수행할 과제: 아래 기록에서 "overcast sky?"이 들어 있는 줄부터 "(45, 209), (278, 291)"가 들어 있는 줄까지, 양 끝 줄을 포함한 그 사이의 줄만 한 글자도 바꾸지 말고 옮겨 적어 주시겠어요?

제공된 기록:
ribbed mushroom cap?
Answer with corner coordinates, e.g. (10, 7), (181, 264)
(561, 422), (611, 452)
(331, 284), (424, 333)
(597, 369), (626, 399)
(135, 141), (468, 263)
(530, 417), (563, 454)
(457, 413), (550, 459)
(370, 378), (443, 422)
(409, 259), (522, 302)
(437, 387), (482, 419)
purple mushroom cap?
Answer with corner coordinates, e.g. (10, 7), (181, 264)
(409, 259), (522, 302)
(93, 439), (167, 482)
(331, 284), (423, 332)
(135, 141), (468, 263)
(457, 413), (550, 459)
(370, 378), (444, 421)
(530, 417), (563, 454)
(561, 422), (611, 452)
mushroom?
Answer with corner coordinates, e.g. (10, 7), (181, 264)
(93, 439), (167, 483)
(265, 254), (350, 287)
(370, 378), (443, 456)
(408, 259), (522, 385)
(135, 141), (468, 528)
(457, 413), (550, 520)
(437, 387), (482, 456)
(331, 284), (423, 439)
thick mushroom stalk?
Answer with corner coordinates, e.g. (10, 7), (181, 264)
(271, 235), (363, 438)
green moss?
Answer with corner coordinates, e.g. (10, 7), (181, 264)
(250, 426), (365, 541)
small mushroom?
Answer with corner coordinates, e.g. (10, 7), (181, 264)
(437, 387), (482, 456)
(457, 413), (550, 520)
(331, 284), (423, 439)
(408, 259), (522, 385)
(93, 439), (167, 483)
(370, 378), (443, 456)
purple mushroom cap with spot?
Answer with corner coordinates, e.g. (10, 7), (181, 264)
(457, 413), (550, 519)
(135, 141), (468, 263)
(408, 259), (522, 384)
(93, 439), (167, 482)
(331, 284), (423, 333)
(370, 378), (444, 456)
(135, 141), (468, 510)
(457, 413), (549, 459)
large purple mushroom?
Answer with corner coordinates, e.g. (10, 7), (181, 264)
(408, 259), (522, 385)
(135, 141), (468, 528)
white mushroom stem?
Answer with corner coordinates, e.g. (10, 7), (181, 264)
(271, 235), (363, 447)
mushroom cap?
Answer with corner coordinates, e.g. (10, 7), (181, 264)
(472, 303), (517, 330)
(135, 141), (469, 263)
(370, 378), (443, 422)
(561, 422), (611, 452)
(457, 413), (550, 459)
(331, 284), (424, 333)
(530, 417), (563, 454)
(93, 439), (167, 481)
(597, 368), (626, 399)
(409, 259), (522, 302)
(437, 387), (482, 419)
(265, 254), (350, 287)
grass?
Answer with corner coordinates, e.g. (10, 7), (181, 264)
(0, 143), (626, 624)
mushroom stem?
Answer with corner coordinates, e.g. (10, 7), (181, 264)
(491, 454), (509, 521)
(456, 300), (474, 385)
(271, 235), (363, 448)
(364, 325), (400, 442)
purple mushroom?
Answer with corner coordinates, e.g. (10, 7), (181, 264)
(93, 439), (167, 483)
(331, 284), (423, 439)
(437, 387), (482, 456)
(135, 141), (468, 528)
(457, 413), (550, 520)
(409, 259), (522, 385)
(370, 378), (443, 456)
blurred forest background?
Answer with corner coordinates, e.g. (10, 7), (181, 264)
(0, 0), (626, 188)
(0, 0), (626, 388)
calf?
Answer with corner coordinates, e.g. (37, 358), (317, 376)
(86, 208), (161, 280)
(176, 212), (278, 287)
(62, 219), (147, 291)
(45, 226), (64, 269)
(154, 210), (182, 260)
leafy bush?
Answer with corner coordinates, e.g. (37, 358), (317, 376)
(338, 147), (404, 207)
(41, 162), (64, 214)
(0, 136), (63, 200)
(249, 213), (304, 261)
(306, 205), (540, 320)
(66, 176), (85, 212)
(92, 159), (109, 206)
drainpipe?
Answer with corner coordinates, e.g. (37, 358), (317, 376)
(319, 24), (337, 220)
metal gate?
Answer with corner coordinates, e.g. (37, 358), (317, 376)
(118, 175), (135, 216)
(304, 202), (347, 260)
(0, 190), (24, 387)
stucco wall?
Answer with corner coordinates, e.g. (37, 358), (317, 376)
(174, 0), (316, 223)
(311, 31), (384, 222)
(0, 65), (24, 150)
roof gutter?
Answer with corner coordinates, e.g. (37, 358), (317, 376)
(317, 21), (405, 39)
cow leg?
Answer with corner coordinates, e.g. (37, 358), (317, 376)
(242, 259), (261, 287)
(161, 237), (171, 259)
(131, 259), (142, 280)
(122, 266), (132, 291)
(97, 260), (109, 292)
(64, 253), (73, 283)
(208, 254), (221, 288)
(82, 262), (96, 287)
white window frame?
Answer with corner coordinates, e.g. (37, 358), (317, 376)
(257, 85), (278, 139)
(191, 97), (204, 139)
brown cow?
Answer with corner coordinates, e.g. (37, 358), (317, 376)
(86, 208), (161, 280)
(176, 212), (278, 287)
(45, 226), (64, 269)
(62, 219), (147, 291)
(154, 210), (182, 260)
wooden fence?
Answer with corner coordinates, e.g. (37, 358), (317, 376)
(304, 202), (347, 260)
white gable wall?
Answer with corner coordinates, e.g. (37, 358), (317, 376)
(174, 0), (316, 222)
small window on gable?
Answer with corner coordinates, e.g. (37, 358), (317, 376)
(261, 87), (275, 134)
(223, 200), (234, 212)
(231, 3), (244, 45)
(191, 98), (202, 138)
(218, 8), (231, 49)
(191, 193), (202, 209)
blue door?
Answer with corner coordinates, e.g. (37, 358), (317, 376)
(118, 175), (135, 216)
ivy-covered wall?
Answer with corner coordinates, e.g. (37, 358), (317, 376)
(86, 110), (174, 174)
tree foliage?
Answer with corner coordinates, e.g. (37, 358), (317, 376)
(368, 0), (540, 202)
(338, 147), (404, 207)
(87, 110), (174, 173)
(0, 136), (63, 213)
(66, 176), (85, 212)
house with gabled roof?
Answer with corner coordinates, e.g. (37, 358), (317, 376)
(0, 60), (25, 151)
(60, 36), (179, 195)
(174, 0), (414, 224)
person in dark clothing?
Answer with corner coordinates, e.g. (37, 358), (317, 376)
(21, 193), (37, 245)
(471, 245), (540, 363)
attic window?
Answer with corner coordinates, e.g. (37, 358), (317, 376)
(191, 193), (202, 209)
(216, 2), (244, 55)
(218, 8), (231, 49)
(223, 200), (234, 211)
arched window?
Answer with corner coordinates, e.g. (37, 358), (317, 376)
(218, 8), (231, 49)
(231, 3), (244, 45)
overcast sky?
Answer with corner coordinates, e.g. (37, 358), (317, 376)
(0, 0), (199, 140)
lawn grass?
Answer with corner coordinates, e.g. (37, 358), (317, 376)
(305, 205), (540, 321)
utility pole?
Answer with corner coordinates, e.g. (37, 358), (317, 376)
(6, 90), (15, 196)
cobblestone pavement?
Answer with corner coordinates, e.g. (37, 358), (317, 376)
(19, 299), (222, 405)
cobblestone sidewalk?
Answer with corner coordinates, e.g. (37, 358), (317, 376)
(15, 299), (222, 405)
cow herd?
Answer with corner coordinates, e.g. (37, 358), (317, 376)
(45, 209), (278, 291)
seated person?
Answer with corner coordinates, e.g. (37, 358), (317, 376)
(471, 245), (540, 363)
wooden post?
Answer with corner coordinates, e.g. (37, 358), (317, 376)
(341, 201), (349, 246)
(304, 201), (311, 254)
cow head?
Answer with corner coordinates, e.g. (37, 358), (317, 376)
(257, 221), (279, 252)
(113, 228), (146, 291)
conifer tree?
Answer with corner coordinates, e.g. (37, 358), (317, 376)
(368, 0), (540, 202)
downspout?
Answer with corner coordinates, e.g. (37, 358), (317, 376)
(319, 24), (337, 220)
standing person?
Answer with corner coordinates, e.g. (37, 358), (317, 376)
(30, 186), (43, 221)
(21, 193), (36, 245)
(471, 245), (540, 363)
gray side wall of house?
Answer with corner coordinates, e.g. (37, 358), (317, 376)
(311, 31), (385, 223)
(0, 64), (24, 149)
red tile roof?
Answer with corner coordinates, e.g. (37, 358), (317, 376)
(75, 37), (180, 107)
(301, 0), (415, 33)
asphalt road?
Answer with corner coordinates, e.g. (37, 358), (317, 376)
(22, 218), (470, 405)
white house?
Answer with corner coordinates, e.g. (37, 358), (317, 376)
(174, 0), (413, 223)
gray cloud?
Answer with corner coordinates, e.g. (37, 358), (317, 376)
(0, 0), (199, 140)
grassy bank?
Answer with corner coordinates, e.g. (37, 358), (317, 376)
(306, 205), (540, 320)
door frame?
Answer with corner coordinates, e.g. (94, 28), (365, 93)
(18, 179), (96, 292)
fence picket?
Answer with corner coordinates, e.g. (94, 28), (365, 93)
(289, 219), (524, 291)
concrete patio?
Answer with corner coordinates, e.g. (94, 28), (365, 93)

완료된 과제:
overcast sky?
Answer with corner coordinates, e.g. (37, 358), (317, 376)
(0, 0), (199, 140)
lawn grass?
Answer with corner coordinates, e.g. (37, 358), (317, 376)
(305, 205), (540, 321)
utility pole?
Answer with corner coordinates, e.g. (37, 358), (317, 376)
(6, 90), (15, 196)
cobblestone pavement?
Answer with corner coordinates, e.g. (37, 358), (317, 376)
(19, 299), (222, 405)
cobblestone sidewalk?
Answer with corner coordinates, e.g. (37, 358), (317, 376)
(15, 299), (222, 405)
cow herd?
Answer with corner coordinates, e.g. (37, 358), (317, 376)
(45, 209), (278, 291)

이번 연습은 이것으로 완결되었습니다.